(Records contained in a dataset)
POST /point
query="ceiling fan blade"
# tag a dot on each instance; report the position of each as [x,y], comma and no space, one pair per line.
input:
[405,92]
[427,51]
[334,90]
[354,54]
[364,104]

■ Exercise brief
Output all of the data without altering a single line.

■ Worked solution
POST /point
query="ceiling fan blade"
# tag a dot on each instance; report the position of each as [x,y], comma and no space, one pair per line.
input:
[405,92]
[427,51]
[334,90]
[354,54]
[364,104]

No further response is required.